++++ Dataset extract

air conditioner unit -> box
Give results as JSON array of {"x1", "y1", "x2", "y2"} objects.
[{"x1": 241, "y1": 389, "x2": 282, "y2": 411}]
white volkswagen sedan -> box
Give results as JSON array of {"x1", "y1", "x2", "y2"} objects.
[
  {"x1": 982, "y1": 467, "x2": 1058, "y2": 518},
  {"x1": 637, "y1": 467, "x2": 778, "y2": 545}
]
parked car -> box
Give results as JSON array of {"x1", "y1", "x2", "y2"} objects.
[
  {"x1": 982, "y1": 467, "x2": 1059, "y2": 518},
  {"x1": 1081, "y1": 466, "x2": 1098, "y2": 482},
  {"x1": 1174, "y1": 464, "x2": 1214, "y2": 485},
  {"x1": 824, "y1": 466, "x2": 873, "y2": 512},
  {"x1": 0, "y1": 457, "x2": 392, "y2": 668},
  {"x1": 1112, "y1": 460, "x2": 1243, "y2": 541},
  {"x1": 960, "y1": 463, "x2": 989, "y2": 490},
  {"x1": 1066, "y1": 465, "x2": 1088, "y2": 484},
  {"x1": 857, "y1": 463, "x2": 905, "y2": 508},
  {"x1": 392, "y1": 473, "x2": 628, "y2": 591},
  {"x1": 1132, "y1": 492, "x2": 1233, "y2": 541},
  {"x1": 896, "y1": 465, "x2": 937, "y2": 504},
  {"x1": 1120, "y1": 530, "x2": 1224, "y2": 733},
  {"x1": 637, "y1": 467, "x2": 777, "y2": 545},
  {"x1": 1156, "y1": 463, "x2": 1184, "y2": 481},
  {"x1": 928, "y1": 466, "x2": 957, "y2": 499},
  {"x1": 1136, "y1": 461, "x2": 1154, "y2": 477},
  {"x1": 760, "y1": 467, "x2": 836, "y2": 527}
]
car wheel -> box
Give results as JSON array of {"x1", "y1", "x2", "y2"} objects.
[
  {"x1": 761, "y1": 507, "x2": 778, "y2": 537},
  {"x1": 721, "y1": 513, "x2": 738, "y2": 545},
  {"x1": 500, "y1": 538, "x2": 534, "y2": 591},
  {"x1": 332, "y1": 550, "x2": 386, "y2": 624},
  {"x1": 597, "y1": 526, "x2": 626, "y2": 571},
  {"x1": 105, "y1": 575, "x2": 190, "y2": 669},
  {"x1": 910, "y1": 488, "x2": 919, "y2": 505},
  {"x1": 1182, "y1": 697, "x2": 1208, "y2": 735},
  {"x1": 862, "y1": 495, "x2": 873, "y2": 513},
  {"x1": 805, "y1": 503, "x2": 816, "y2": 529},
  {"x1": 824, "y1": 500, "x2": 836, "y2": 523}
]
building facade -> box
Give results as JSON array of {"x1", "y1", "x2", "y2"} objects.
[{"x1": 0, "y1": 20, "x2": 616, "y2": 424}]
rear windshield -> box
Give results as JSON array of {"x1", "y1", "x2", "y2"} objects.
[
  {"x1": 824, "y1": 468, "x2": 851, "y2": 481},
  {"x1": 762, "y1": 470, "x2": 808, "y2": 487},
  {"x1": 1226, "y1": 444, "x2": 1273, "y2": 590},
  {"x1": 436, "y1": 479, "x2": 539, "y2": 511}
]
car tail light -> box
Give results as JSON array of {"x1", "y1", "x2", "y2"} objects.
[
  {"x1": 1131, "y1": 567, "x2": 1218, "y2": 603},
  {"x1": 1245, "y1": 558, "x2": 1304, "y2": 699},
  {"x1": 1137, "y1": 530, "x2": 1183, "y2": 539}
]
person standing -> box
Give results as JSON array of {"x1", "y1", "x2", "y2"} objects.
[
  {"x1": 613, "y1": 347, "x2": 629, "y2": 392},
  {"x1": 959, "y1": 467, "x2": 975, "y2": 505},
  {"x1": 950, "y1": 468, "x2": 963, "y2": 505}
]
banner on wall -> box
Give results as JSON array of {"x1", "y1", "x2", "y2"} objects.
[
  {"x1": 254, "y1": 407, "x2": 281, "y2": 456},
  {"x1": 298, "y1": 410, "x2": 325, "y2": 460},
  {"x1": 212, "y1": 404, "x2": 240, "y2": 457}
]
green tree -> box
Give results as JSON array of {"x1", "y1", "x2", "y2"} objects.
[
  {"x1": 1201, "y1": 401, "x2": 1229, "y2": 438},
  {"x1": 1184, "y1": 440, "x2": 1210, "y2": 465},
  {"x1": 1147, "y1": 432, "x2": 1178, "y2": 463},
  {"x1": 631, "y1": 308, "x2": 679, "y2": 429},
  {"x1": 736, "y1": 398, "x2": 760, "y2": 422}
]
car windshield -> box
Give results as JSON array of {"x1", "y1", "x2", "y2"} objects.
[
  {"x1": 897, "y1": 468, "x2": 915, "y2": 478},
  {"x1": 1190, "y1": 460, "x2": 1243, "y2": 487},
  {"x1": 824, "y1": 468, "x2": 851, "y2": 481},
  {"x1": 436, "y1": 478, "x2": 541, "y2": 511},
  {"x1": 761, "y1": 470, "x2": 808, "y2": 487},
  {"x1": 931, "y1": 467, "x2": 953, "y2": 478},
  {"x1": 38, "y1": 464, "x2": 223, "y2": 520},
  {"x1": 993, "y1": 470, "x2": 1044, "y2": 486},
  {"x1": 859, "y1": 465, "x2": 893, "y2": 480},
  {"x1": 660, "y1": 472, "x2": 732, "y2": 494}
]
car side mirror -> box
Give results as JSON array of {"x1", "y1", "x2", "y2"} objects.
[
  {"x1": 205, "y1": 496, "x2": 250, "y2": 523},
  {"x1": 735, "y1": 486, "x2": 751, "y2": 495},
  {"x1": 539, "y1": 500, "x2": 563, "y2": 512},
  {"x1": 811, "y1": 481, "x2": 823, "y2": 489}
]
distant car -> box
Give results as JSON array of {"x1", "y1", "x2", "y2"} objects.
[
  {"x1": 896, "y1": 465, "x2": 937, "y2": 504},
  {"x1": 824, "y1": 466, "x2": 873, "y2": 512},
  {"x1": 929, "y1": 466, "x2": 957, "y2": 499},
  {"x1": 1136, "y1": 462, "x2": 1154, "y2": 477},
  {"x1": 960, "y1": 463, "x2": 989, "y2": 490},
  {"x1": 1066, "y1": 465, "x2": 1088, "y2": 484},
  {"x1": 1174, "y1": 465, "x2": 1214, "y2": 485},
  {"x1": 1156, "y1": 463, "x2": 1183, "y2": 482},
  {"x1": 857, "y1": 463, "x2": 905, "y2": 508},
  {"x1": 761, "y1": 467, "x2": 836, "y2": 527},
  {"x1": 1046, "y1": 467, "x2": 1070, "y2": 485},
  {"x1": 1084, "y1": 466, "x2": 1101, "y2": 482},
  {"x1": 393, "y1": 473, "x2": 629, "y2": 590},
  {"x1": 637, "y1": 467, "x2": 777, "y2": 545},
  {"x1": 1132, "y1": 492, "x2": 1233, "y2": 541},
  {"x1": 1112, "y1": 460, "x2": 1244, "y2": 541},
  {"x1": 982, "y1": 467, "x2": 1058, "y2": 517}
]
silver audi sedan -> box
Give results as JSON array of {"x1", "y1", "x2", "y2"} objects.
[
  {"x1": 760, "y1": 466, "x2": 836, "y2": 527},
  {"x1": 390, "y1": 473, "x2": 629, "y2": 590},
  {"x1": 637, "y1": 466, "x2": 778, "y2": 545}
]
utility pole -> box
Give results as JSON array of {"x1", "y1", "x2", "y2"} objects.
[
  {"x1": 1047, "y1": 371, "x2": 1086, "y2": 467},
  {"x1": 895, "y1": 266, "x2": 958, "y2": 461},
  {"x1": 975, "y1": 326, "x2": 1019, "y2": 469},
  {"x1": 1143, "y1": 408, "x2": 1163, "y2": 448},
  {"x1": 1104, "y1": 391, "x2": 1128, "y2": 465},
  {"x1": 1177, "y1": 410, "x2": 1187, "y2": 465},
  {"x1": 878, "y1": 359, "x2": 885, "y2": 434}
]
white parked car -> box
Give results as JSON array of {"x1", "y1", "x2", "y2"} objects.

++++++++

§ The task:
The response must give every line from the material above that holds the string "windshield".

§ Response:
rear windshield -> box
car windshield -> box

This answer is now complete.